┌─ Supplied data

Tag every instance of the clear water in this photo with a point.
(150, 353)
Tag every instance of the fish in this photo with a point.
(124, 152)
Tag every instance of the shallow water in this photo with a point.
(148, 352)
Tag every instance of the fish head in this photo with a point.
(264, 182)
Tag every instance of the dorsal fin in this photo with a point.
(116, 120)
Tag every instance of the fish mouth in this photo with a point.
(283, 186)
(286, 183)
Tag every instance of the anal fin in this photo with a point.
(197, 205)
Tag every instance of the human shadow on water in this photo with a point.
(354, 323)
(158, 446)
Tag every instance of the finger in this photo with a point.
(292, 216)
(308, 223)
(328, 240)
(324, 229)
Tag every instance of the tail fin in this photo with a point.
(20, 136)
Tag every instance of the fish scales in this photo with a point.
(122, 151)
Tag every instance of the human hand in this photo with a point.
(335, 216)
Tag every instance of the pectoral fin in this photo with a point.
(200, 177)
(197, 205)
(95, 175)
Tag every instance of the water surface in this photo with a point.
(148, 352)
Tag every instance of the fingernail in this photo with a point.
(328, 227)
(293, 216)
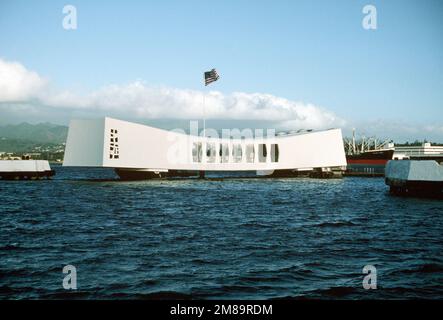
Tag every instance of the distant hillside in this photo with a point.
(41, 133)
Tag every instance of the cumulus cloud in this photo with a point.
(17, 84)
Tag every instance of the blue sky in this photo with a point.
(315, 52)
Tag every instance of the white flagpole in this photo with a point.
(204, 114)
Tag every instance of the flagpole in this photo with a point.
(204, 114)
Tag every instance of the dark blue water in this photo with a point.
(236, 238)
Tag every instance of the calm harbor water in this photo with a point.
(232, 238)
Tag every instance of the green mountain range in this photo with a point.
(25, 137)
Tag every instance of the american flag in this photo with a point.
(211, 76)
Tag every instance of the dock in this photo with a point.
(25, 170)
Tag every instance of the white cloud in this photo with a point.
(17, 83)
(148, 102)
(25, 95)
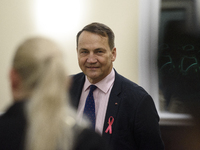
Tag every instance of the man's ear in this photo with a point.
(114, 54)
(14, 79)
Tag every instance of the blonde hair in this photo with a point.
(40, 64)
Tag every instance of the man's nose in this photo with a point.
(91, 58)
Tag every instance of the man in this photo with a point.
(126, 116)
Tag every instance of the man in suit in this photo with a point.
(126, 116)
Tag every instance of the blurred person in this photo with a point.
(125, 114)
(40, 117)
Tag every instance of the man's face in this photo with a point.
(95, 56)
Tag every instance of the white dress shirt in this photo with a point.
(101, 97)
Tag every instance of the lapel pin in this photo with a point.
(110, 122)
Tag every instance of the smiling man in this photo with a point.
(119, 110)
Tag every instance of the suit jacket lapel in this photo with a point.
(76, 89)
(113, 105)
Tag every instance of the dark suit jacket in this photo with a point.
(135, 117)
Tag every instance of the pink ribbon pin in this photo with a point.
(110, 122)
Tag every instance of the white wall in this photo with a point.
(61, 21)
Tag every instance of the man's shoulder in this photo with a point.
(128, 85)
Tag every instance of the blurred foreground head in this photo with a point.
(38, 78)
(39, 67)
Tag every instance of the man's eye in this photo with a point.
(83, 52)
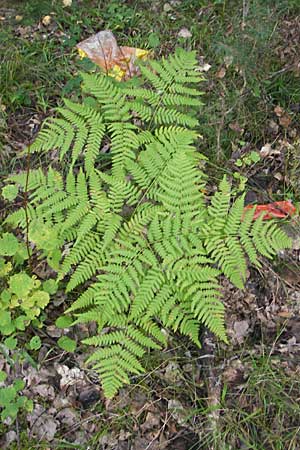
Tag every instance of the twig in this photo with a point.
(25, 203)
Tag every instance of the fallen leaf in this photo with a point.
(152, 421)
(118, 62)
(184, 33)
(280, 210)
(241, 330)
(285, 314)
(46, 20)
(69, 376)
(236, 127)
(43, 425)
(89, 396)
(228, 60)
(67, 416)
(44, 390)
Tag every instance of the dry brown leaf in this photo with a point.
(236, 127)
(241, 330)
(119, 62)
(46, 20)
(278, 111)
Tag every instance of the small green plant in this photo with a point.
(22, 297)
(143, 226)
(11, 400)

└─

* [Work required]:
The answer is the run of lines that starts at the one containing "Tag every instance of the small" and ends at the last line of the material, reproduced exactly.

* [Response]:
Tag every instance of the small green plant in this photo with a point.
(22, 297)
(143, 226)
(11, 400)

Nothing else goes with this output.